---- Records for the exercise
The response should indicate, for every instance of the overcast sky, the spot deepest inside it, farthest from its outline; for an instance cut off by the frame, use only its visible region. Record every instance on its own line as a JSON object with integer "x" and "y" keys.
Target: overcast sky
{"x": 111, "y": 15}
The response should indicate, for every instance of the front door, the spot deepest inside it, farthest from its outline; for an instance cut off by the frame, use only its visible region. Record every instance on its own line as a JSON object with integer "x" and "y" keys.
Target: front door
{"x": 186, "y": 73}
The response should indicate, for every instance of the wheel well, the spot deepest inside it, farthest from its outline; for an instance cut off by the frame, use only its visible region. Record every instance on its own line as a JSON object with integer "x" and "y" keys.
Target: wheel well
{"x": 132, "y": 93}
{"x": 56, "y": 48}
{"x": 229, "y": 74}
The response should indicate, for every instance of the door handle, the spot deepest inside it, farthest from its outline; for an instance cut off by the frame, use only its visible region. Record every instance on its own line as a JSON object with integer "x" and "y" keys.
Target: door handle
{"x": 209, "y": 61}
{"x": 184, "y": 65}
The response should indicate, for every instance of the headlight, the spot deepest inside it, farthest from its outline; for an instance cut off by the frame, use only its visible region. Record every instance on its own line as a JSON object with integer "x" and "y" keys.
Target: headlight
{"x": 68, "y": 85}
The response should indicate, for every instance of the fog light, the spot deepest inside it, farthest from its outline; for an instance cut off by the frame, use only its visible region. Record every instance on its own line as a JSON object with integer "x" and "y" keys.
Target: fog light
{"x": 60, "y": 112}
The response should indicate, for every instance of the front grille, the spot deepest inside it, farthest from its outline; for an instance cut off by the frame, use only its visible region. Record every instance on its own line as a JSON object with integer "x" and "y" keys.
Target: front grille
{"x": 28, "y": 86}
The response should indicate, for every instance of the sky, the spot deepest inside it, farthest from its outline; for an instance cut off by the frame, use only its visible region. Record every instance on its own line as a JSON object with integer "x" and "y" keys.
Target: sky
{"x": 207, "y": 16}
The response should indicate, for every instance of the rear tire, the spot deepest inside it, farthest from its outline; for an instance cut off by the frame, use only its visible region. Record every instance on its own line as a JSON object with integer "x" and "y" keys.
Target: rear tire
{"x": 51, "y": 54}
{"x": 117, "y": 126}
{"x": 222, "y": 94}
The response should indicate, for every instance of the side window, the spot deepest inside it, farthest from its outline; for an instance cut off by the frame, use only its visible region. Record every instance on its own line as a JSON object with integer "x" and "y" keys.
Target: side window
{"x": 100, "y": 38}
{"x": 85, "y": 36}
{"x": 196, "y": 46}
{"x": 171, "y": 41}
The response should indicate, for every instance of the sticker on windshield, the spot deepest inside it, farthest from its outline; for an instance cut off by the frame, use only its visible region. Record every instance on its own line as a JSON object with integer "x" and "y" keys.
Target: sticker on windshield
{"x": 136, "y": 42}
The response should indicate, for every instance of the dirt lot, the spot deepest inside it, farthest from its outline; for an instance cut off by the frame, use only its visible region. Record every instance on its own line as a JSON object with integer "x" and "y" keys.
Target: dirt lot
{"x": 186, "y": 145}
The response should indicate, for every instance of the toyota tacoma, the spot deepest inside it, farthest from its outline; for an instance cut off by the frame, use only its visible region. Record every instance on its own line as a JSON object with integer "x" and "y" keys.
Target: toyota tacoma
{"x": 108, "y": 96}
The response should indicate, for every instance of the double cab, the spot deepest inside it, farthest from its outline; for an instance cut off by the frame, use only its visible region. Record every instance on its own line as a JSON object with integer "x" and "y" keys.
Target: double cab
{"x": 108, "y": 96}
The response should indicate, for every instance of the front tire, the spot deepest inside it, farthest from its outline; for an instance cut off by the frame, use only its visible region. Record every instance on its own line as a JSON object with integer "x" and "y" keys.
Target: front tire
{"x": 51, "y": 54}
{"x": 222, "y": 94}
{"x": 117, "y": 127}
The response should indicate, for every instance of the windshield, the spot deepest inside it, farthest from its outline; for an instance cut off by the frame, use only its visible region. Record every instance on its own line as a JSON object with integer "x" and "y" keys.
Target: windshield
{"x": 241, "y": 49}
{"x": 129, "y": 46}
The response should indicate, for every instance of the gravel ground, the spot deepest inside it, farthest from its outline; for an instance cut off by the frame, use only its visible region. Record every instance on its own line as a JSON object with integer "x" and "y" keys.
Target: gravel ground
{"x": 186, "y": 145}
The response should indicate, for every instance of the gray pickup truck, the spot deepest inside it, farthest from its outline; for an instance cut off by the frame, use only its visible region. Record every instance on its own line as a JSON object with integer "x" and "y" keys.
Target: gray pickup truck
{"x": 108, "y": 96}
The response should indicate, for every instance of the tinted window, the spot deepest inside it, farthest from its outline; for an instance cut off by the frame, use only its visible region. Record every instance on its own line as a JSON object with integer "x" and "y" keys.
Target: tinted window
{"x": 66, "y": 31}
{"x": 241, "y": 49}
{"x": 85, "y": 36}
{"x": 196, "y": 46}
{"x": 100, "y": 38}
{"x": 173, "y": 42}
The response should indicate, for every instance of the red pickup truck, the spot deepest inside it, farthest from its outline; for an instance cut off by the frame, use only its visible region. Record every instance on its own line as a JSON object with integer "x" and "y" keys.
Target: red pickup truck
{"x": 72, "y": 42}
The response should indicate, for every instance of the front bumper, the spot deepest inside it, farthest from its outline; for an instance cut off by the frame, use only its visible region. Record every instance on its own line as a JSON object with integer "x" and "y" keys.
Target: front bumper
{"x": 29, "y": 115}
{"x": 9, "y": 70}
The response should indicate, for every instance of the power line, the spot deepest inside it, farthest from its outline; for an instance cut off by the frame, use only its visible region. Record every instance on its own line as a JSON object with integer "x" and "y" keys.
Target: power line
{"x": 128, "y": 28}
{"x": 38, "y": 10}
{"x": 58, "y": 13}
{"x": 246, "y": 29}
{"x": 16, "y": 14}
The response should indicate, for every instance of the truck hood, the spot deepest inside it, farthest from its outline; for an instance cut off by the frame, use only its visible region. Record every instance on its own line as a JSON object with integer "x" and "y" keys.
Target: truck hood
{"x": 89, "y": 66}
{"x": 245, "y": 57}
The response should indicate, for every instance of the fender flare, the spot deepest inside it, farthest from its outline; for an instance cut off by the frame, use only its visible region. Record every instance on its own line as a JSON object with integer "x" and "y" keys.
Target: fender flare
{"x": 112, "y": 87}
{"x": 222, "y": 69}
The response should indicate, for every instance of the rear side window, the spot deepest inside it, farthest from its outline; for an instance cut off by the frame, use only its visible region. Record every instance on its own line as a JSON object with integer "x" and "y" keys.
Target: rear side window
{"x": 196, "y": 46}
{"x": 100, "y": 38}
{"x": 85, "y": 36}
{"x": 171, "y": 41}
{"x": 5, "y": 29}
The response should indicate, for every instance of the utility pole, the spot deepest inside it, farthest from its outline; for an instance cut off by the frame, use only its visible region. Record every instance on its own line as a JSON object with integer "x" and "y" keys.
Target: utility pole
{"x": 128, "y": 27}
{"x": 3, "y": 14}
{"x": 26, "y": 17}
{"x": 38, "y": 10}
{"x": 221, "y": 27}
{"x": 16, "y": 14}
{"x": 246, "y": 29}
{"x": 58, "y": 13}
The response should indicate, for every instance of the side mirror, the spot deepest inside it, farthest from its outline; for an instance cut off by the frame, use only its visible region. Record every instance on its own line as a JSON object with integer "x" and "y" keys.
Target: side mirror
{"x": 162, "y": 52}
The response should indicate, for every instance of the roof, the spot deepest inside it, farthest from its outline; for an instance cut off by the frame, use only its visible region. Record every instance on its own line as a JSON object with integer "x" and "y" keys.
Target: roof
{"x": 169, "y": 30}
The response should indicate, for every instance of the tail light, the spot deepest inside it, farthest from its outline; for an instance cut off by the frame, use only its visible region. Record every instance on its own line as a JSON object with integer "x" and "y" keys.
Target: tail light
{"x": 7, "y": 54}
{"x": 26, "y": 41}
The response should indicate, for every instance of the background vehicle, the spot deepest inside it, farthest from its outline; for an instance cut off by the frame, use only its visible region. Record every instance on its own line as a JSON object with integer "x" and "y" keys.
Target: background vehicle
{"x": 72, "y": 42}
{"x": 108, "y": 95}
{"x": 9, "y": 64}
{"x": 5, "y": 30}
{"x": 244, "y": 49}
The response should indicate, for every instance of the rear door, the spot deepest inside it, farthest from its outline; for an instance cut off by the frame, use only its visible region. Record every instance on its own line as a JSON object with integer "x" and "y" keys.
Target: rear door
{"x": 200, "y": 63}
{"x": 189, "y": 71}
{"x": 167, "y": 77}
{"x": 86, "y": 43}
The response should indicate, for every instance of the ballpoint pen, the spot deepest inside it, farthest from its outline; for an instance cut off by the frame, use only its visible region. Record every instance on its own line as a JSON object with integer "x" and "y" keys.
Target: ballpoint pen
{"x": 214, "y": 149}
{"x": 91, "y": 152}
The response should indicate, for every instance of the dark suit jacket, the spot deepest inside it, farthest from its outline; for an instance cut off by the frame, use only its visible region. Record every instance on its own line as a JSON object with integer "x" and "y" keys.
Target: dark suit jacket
--------
What to do: Having found the line with "Target: background vehicle", transcribe it and each line after it to the end of the entries, with no other lines.

Answer space:
Target: background vehicle
{"x": 72, "y": 42}
{"x": 108, "y": 95}
{"x": 9, "y": 64}
{"x": 5, "y": 30}
{"x": 244, "y": 49}
The response should indicate, for every instance of the rear door, the spot deepest inside it, farthest from its outline; for an instance cut off by the frame, use only its visible region. Record every instance on its own line as a JSON object with integer "x" and "y" keys.
Target: rear door
{"x": 200, "y": 63}
{"x": 189, "y": 71}
{"x": 167, "y": 77}
{"x": 86, "y": 43}
The response should indicate, for every instance of the ballpoint pen, the spot deepest inside it, farthest from its outline; for an instance cut off by the frame, use only its visible region. Record every instance on its own line as a JSON object with integer "x" and "y" keys.
Target: ballpoint pen
{"x": 214, "y": 149}
{"x": 91, "y": 152}
The response should indicate, for every instance of the dark suit jacket, the spot deepest inside it, farthest from its outline; for an instance cut off by the frame, use only its visible region. Record every instance on its own line as a JSON object with integer "x" and "y" keys.
Target: dark suit jacket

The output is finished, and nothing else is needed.